→ DIRECTION A: In the blog post on Wal-Mart's image, why does the writer say they understand Wal-Mart's efforts to restore its tarnished image? Answer in one to three sentences.

==*==

This line from the New York Times article, "Wal-Mart's P.S. war", Lisa Featherstone gives a few very strong reasons as to why Wal-Mart has such a bad reputation. These few examples can make the average consumer feel as if Wal-Mart is not worthy of their dollars. It is for this reason that I understand why Wal-Mart goes through such great lengths to restore their tarnished image.

In a 2006 New York Times article, "Wal-Mart enlists bloggers in P.R. campaign", Michael Barbaro explains how Wal-Mart uses one of the most influencial technological advances, blogging, to better their image.

"Wal-Mart is increasingly looking beyond the mainstream media and working directly with bloggers, feeding them exclusive nuggets of news, suggesting topics for postings and even inviting them to visit its corporate headquarters."

Barbaro revealed how Wal-Mart uses bloggers as a means to get the message out that Wal-Mart isn't so bad. From reading Featherstone's article it made me realize why Wal-Mart would go to such great lengths to better their image, because the American public has many reasons as to why they shouldn't shop at Wal-Mart.


Blogger A. Mattson said...

Lisa Featherstone's article is from Salon not the New York Times. Featherstone made you realize that Wal-Mart had a serious PR problem. What is one specific example and how did Wal-Mart respond?

Second, you also raised the issue of blogging as a PR problem and a potential PR solution. You chose a good quotation from the Barbaro article. How has the use of the blogsphere helped corporate communicators to manage the corporate image? What are the pitfalls of this approach?

==*==

→ DIRECTION B: Recast the listing as a numbered list, starting at the line containing "Point to the woman's finger" and running through the end of the listing. Include both ends and leave out blank lines.

==*==

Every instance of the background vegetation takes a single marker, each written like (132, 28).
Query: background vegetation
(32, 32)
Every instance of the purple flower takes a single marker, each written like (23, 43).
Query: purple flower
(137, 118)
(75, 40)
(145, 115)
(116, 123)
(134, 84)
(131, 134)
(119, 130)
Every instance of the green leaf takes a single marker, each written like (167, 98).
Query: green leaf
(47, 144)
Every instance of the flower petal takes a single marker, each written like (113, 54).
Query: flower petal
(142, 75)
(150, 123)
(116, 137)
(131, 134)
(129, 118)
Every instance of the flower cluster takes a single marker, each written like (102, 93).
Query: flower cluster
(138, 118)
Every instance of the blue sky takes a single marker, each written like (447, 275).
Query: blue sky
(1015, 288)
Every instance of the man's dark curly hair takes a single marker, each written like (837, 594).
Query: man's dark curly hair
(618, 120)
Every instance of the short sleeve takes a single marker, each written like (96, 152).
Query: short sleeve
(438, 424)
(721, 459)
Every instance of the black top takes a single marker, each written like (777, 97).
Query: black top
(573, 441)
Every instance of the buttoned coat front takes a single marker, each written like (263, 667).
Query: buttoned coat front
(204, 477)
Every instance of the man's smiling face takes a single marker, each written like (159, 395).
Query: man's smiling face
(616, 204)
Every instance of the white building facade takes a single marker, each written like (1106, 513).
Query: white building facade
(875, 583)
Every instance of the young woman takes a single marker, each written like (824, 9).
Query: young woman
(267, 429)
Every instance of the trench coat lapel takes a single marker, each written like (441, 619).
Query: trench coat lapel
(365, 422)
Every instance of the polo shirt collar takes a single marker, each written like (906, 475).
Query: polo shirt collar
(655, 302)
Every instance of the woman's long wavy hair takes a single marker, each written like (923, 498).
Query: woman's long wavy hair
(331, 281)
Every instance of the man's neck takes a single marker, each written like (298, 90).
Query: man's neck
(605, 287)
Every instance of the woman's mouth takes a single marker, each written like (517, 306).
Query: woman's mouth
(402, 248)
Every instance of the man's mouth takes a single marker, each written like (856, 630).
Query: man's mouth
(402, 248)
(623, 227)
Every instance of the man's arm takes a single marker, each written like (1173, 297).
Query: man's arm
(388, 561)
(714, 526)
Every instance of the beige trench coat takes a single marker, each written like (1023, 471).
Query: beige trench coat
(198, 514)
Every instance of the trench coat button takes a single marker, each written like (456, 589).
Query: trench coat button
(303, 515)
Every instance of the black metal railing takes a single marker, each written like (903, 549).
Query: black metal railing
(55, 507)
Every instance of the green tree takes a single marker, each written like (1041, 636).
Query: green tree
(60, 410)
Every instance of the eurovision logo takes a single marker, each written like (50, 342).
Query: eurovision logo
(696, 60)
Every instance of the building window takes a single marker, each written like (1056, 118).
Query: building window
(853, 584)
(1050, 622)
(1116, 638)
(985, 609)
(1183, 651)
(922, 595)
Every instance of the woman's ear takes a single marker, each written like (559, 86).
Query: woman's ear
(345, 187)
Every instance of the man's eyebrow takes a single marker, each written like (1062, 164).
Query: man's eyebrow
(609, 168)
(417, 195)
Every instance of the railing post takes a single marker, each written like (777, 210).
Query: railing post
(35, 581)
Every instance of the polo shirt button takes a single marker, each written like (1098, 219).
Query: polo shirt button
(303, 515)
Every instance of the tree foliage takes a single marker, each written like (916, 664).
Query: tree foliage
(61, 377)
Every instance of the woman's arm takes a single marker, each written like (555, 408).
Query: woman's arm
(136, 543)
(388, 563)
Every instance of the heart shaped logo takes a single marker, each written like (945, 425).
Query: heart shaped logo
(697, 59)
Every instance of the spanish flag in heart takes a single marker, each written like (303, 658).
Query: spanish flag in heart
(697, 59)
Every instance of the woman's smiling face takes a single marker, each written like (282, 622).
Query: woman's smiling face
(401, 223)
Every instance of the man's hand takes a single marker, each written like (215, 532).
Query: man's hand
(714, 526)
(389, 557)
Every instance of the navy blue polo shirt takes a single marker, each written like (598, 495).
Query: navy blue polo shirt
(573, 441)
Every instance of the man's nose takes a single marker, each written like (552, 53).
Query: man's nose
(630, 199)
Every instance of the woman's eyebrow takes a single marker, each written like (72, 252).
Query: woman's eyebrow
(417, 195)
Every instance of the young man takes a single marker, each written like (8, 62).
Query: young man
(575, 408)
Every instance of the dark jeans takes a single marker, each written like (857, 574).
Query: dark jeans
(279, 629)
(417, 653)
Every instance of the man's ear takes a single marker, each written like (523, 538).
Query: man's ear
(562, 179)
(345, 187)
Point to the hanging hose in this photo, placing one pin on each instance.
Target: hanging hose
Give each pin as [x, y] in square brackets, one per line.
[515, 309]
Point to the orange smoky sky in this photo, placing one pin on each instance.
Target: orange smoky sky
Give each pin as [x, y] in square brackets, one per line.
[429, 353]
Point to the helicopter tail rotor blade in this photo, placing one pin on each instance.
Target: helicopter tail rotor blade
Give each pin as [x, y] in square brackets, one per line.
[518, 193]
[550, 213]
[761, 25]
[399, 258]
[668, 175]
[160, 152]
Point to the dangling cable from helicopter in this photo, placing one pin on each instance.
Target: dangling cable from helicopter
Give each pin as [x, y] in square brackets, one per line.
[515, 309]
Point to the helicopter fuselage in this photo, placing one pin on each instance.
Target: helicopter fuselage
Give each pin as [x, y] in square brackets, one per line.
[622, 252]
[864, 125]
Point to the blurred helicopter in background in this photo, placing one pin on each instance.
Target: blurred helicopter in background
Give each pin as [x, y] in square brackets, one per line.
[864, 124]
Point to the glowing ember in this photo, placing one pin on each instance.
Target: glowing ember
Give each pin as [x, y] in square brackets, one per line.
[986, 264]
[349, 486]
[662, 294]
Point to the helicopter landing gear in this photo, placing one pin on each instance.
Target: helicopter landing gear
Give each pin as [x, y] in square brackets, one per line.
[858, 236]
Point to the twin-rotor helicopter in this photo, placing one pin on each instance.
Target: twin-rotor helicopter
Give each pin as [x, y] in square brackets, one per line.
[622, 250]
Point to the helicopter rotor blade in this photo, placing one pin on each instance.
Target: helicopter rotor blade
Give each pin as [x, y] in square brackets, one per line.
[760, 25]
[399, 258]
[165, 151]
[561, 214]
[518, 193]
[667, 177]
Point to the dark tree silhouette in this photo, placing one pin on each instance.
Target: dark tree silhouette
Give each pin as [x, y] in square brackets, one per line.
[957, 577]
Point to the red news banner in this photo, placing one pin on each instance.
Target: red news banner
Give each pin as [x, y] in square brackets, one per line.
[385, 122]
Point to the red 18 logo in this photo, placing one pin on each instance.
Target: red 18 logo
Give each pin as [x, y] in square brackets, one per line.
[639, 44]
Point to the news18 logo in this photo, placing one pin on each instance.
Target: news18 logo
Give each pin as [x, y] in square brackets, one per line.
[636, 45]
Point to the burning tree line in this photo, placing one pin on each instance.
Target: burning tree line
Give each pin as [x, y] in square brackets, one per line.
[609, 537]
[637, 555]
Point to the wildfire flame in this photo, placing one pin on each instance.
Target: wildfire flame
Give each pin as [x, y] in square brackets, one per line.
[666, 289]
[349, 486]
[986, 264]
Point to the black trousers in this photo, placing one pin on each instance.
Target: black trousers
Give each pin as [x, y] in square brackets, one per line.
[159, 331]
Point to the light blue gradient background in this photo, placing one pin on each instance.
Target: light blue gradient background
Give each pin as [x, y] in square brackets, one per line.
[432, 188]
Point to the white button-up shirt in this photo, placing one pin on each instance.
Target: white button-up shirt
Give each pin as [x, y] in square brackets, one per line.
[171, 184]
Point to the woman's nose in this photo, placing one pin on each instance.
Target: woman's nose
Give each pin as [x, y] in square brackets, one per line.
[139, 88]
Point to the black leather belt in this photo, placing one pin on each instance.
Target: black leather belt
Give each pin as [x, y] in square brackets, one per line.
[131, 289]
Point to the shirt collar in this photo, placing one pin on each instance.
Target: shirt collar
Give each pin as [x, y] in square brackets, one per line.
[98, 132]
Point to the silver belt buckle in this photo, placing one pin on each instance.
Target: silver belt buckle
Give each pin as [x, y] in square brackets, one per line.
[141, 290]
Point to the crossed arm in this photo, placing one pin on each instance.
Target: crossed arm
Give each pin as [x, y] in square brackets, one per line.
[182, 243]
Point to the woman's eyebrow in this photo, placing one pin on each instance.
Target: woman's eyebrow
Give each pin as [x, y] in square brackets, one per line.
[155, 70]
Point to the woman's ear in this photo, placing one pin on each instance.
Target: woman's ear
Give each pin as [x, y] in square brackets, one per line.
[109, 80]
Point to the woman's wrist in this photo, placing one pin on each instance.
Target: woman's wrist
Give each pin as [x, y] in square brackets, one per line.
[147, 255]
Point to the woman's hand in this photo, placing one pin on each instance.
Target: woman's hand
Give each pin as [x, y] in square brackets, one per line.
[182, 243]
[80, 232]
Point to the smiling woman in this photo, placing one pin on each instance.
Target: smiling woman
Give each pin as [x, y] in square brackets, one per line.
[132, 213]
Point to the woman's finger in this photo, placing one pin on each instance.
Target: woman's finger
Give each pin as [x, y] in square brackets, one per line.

==*==

→ FULL RESPONSE A: Lisa Featherstone's article gives several strong reasons for Wal-Mart's bad reputation, and those reasons can make the average consumer feel that Wal-Mart is not worthy of their dollars. The writer says that because the American public has many reasons not to shop there, it makes sense that Wal-Mart would go to great lengths to improve its image.

→ FULL RESPONSE B:
1. Point to the woman's finger in this photo, placing one pin on each instance.
2. Target: woman's finger
3. Give each pin as [x, y] in square brackets, one per line.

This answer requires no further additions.